Written request A: Reproduce the listing below word for word, starting at the line that contains "Please point out the overcast" and ending at the final line of the listing.
** start of Document section **
Woodlots leading the way to innovative practices

By Melissa Steidle, North Region Woodlot Representative

In mid-October, the Prince George Woodlot Association organized a field tour of a commercial thinned block in the PG TSA near the Willow River on Highway 16. The PG Woodlot Association invited the Stuart Nechako and the Quesnel Woodlot Associations with a turn out of 14 people.  

The woodlot the tour was held at was the Willow River Demonstration Woodlot and where better to test commercial thinning on a woodlot.  In 2020 layout was completed for a commercial thinning treatment, targeting 3 different timber types.  

Stratum A Douglas fir leading

Silviculture label: FG – Fdi57Bl21Sx16Pli6 – 60 – 16.6 – 784 (23)

Stratum B Spruce leading

Silviculture label: FG – Sx69Bl22Pli3Fdi1 – 60 – 20.0 – 840 (23)

Stratum C Pine leading

Silviculture label: FG – Pli71Fdi13Bl13Sx3 – 60 – 17.0 – 960 (23)

The types where all age class 3 and averaged 60 years in age.  The site index in the area is high as the site is a SBS wk1 site with a site index of over 20.  The area had burned in the 1961 Grove Fire which burned through nearly 25,000 ha of forests east of Prince George.  The regenerated stands from this fire comprise of just under a 1/3 of the woodlot area.

The treatment was completed by harvesters and forwarders with a target machine access trail and selection zone widths were 5m and 15m respectively.  Operationally the trail widths ranged between 5-7 meters with a selection zone of 12-16 metres.  The treatment is very visible on google earth, as the trails are distinct.  

The group asked lots of questions of Mike Trepanier, RPF who oversaw the treatment.  His advice is as follows:

  • A good contractor with the proper equipment, trained and skilled operators and willingness to achieve the treatment objectives is key to a successful thinning operation.
  • Real-time monitoring and feedback to the machine operators is needed to ensure goals will be met. Be on site often, particularly early in the process, to check access trail and selection zone widths and basal area retention to ensure just the right amount is being taken from the stand and that post harvest retention targets are on track to being met.
** end of Document section **
Written request B: Pick up the article about the commercial thinning tour at the Willow River Demonstration Woodlot and carry it on from its last sentence.
** start of Data entries **
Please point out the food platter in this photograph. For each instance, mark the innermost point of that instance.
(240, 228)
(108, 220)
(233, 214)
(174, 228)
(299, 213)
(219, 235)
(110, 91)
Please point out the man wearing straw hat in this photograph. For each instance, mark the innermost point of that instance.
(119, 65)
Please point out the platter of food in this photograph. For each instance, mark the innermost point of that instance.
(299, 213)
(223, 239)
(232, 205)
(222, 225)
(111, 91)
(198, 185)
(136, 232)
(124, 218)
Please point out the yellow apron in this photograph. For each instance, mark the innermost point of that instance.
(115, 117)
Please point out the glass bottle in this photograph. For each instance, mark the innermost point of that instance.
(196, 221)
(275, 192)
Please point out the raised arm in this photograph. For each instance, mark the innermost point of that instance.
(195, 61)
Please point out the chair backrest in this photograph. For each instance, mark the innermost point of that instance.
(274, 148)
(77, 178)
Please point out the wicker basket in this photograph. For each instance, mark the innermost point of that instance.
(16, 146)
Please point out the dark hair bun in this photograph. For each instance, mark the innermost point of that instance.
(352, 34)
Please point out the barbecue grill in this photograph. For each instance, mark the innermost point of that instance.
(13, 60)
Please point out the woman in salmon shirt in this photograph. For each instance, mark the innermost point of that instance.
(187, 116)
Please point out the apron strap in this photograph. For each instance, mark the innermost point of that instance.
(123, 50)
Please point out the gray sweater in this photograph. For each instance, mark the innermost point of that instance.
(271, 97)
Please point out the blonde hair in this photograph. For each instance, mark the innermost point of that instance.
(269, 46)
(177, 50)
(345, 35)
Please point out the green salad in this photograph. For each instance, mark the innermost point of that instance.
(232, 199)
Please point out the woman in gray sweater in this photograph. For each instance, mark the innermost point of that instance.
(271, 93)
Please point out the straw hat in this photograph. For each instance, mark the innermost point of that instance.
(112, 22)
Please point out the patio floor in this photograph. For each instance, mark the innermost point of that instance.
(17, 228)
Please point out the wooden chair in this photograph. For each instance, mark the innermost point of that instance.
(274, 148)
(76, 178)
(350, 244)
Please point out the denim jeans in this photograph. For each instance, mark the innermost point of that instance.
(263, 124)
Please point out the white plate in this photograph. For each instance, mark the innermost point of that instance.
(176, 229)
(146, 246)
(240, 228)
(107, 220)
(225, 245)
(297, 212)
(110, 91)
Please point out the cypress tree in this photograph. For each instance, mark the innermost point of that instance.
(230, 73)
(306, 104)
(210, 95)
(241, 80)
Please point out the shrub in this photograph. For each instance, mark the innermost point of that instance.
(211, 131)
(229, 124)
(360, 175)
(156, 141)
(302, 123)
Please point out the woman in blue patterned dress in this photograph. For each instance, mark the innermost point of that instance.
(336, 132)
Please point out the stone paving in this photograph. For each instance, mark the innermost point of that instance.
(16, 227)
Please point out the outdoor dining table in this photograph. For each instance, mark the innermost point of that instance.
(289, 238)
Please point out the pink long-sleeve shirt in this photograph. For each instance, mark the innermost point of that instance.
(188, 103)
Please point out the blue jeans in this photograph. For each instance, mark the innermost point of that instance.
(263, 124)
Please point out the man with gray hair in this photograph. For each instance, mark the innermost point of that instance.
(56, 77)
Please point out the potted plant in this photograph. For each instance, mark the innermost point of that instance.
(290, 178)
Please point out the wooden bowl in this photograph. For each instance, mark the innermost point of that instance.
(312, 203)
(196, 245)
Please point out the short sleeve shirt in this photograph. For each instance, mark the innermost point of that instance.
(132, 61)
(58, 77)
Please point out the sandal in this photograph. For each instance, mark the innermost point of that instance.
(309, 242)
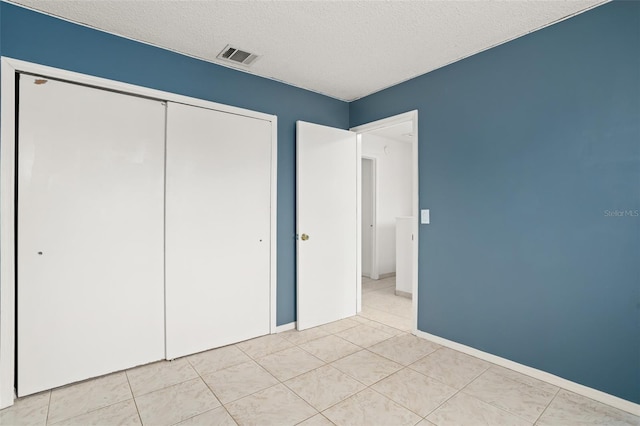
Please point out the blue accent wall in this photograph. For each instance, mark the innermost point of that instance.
(42, 39)
(529, 159)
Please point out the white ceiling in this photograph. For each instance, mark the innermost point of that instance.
(344, 49)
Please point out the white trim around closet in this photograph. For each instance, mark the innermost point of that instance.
(8, 68)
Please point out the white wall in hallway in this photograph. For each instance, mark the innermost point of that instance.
(393, 192)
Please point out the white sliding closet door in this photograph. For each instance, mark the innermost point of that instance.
(217, 229)
(90, 233)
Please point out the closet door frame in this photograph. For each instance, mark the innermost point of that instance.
(9, 68)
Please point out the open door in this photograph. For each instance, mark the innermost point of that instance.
(327, 208)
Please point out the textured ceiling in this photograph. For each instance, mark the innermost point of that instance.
(344, 49)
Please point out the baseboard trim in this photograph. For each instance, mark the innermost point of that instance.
(285, 327)
(605, 398)
(403, 294)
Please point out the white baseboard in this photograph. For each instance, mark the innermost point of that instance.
(403, 294)
(586, 391)
(285, 327)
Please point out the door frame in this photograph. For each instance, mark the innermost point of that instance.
(374, 214)
(8, 69)
(376, 125)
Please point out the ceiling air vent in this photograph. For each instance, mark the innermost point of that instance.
(237, 56)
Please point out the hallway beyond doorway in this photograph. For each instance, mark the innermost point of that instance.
(379, 303)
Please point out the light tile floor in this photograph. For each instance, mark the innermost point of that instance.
(364, 370)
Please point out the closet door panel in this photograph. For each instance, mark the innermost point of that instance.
(90, 233)
(217, 229)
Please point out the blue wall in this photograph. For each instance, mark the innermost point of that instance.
(45, 40)
(522, 150)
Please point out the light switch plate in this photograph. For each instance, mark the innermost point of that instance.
(424, 216)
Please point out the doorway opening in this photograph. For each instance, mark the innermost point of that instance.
(388, 220)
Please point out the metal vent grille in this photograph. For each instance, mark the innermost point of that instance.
(237, 56)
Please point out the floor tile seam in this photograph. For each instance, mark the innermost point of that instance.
(547, 407)
(365, 347)
(443, 402)
(395, 401)
(308, 403)
(167, 386)
(270, 353)
(135, 403)
(379, 380)
(385, 312)
(329, 362)
(208, 387)
(221, 369)
(495, 406)
(558, 388)
(304, 400)
(269, 387)
(199, 414)
(503, 408)
(521, 383)
(306, 341)
(407, 365)
(335, 403)
(224, 404)
(436, 379)
(297, 375)
(386, 325)
(46, 418)
(89, 412)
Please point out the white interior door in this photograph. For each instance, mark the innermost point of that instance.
(367, 216)
(217, 229)
(327, 209)
(90, 233)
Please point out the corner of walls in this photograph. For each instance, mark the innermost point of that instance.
(530, 163)
(73, 47)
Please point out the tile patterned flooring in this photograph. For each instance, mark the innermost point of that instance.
(364, 370)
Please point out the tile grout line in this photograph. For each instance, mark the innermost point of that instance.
(210, 390)
(46, 419)
(548, 405)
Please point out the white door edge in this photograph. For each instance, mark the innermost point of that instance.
(8, 68)
(387, 122)
(374, 214)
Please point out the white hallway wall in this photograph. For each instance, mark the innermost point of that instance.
(393, 193)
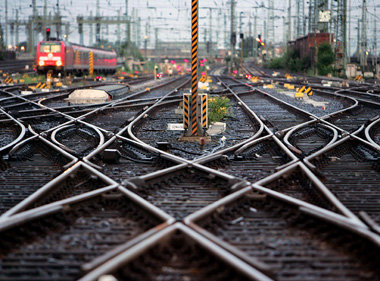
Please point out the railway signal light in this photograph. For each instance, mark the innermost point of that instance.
(47, 34)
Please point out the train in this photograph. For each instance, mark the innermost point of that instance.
(65, 57)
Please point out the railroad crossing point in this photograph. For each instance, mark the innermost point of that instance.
(195, 105)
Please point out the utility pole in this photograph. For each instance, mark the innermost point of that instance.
(118, 29)
(289, 21)
(128, 26)
(358, 42)
(271, 31)
(17, 38)
(6, 24)
(138, 39)
(349, 31)
(210, 31)
(300, 26)
(58, 21)
(44, 19)
(91, 31)
(97, 25)
(375, 42)
(255, 34)
(363, 57)
(156, 38)
(344, 33)
(225, 32)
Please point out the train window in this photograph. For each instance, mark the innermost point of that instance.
(50, 48)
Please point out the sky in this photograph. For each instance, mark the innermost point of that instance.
(171, 18)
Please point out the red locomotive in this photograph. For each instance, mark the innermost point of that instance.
(65, 57)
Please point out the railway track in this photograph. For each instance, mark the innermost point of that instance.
(289, 193)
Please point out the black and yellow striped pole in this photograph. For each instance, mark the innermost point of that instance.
(186, 108)
(194, 68)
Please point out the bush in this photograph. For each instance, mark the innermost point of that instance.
(218, 108)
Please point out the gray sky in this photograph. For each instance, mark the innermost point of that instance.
(172, 17)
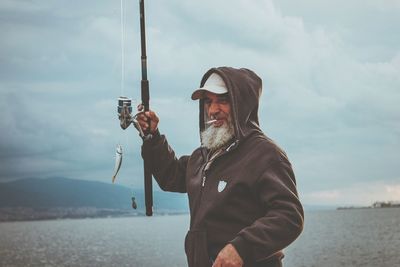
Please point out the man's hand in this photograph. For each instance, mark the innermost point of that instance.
(144, 118)
(228, 257)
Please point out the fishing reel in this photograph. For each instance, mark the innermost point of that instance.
(126, 118)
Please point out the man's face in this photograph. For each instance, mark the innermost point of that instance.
(218, 108)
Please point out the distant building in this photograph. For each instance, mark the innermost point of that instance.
(388, 204)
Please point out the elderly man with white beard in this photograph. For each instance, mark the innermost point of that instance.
(244, 206)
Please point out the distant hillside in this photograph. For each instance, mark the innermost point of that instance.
(63, 192)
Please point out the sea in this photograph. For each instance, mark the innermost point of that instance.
(354, 237)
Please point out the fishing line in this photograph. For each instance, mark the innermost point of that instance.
(122, 25)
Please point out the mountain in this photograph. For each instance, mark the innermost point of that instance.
(50, 193)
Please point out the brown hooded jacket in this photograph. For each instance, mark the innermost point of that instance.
(247, 196)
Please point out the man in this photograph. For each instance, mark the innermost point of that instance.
(244, 207)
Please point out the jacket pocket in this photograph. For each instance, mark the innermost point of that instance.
(196, 249)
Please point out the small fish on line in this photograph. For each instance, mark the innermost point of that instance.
(118, 161)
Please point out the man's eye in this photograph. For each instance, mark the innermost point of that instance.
(207, 101)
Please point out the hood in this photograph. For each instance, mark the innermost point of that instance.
(244, 88)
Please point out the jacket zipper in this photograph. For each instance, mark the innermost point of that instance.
(223, 153)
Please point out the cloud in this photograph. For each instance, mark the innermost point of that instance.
(330, 86)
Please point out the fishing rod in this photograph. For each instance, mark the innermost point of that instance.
(148, 186)
(126, 118)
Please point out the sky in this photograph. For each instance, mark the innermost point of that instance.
(330, 70)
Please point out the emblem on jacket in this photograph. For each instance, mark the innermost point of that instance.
(221, 186)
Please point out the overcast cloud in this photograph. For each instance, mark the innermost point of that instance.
(331, 73)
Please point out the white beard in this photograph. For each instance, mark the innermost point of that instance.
(214, 138)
** end of Data entries **
Final answer A:
Please point out the overcast cloud in this photograph. For each instance, mark the innermost point of that instance.
(331, 73)
Please point out the white beard in this photograph. For each instance, mark the innermost point of that instance.
(214, 138)

Final answer B:
  • Be prepared to survey one-year after completion of commercial thinning to assess whether your post-harvest stocking objectives have been met.  The Douglas fir leading stratum was thinned with a minimum target of 20m2/ha of preferred and acceptable conifer species, but because the final basal area was only 16.9m2 one year after harvest, the stand required a conventional silviculture survey using the Stocking Standards for Specified Areas as defined in the approved WLP in order to be declared free growing.  Coincidentally, there were more than enough post harvest trees to meet the “even-aged” stocking standards.
  • Mike has now concluded that the uneven-aged stocking standards that are provided as a default stocking standard for commercial thinning in most approved interior WLP’s do not require enough post-harvest stocking which could result in a significant loss of future stand volume growth potential.  Therefore, it is not advisable to harvest down to these stocking standards.
  • If the 20m2/ha post-harvest basal area retention cannot be met, the appropriate stocking standard should be the normal even-aged stocking standards. Mike recommends that this standard be written into new WLP’s for areas subject to commercial thinning.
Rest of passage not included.